Texas Gov. Greg Abbott is, and you’ll be surprised to learn this, a politician in the United States of America, and as such is expert at pandering, so his decision to de-mask the state and allow businesses to return to 100 percent capacity has led to the Texas Rangers selling all the seats in still-new Globe Life Field for opening day. It’s called working the crowd, and Abbott didn’t get to the position he is by being anything but an aggressive agnostic on virus protocols in a state that has repeatedly shown itself to be somewhere between tepid and lukewarm to the science. This stance is still a vote-getter in Texas, or so he believes; being an expert on the Texas psyche is more in Comrade McKinney’s wheelhouse anyway, so go bother her.
But the decision to let the Rangers pretend that it’s 2019 is on Ray Davis, the flinty cash magnet who owns the team and has wanted to unveil his expensive new city-bought toy to the people who paid for it since last year. The stadium (it replaces Globe Life Park, which was roughly across the street and only needed to change one word and take half a billion scoots to see his dream realized) has hosted a high school graduation, 30 Rangers games before zero people, and 16 playoff games before some, but Davis’s urgency is at least corporately understandable. Worrisome, quite possibly reckless given the mercurial nature of the disease, but understandable. Ray wants to make some money and is acting in his own best and solitary interests; what happens if and when it goes bad is entirely up to his lawyers’ hunger for billable hours to decide. Cramming in a full park is ostensibly just for opening day (at least for now; these things tend to expand to meet the day’s needs), because that’s the only game sure to sell out, and the team is going to put up plexiglass to keep the players from the fans in a fascinating marketing idea: We Safeguard The Players We Pay And Pass The Danger On To You Who Pay Them.
Under normal circumstances, we’d drop the shopworn “Well, it’s the Rangers, so crowds shouldn’t be a problem” line, but the new-park smell will probably lure more than the average number of customers to a fourth-place team. Subtract the number of Metroplexers who maintain concerns about the virus and … well, I guess this becomes the new standing science experiment on how many people in that neck of the lack of woods like baseball enough to risk the sanctity of their chest cavities for it.
It has long been a stereotypical article of faith that the best way to get a Texan to do something is to tell him or her that it is forbidden, and conversely telling them to do things is the ideal way to get a flat refusal. It’s contrarianism as a way of life, and the entire Texan ethos is based therein. Major League Baseball isn’t going to offer any kind of guideline because commissioner Rob Manfred doesn’t pick battles with owners. Thus, you get a yoga-class level of flexibility when it comes to policies on how many people will be allowed to give their hard-earned cash to their favorite ownership group. So with the caveat that this stuff is changing by the day:
TEAMS NOT YET COMMITTING TO A NUMBER OF FANS
TEAMS ALLOWING ZERO FANS
TEAMS ALLOWING BELOW 10 PERCENT CAPACITY
Detroit (1,000 fans)

_INFORMATION SUPPLIED_
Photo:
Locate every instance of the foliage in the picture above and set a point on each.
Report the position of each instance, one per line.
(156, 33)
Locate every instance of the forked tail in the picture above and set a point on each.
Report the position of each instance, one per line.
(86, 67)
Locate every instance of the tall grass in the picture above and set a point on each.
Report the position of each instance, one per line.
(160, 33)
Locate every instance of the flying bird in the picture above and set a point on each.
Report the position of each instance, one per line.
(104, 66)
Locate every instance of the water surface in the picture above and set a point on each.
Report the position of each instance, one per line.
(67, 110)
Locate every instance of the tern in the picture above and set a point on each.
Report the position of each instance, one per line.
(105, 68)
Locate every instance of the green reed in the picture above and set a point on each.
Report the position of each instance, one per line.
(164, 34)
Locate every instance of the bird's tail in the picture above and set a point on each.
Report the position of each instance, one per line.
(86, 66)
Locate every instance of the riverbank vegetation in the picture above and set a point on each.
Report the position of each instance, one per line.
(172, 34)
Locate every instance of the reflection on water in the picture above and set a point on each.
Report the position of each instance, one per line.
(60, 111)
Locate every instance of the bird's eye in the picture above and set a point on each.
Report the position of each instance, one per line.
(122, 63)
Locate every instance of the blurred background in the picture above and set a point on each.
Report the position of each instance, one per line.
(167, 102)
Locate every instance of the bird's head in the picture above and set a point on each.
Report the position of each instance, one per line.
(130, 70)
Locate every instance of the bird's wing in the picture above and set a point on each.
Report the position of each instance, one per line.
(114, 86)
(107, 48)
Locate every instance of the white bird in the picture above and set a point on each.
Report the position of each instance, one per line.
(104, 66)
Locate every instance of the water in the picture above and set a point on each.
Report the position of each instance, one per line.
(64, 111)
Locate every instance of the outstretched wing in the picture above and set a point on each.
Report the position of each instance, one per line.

_COMPLETE THE FOLLOWING_
a: According to the Rangers article, what does the team plan to put up to keep the players separated from the fans?
b: From the Rangers article, extract the passage starting at "Under normal circumstances, we’d" and ending at "cavities for it.".
c: Pick up the article about the Texas Rangers' opening-day crowd where it stops, and keep writing it.
The items come from a different source than the Rangers article.

_WRITTEN ANSWERS_
a: Plexiglass

b:
Under normal circumstances, we’d drop the shopworn “Well, it’s the Rangers, so crowds shouldn’t be a problem” line, but the new-park smell will probably lure more than the average number of customers to a fourth-place team. Subtract the number of Metroplexers who maintain concerns about the virus and … well, I guess this becomes the new standing science experiment on how many people in that neck of the lack of woods like baseball enough to risk the sanctity of their chest cavities for it.

c:
TEAMS ALLOWING 10–20 PERCENT OF CAPACITY
Arizona (12.5 percent)
New York Mets (10)
New York Yankees (10)
Tampa Bay (16)
Toronto (15, playing in Dunedin, Fla., and eventually Buffalo and Toronto, events permitting)
TEAMS ALLOWING 20–30 PERCENT OF CAPACITY
Chicago Cubs (30)
Chicago White Sox (30)
Kansas City (30)
Los Angeles Angels (20)
Los Angeles Dodgers (20)
San Diego (20)
San Francisco (20)
TEAMS ALLOWING 30–40 PERCENT OF CAPACITY
St. Louis (32)
TEAMS ALLOWING 40–50 PERCENT OF CAPACITY
TEAMS ALLOWING 50–100 PERCENT OF CAPACITY
Texas (all they can eat)
Is there a correct answer here? Probably a lot closer to Washington than Arlington if you listen to immunologists and virologists, but as we have discovered, a lot of people are not only not immunologists and virologists, but not listeners as well. They will all do what they’re allowed to do, but even Florida Governor Ron DeSantis, himself a preposterously reluctant masker, hasn’t yet given the Marlins, Rays, and Jays the green light to go full festival seating.
Thus, your health as a baseball fan is going to be up to you because nobody in the sport is going to save you from yourself. If you need the kind of entertainment only Isiah Kiner-Falefa can bring you, well, cave ergo pulmonem (let the lungs beware). Greg Abbott saw and did what any panderer would do, and Ray Davis is doing what any manic capitalist would do. Now you and whatever affection you have for Kohei Arihara get to decide what you will do. Good luck; you’re almost certainly going to need it.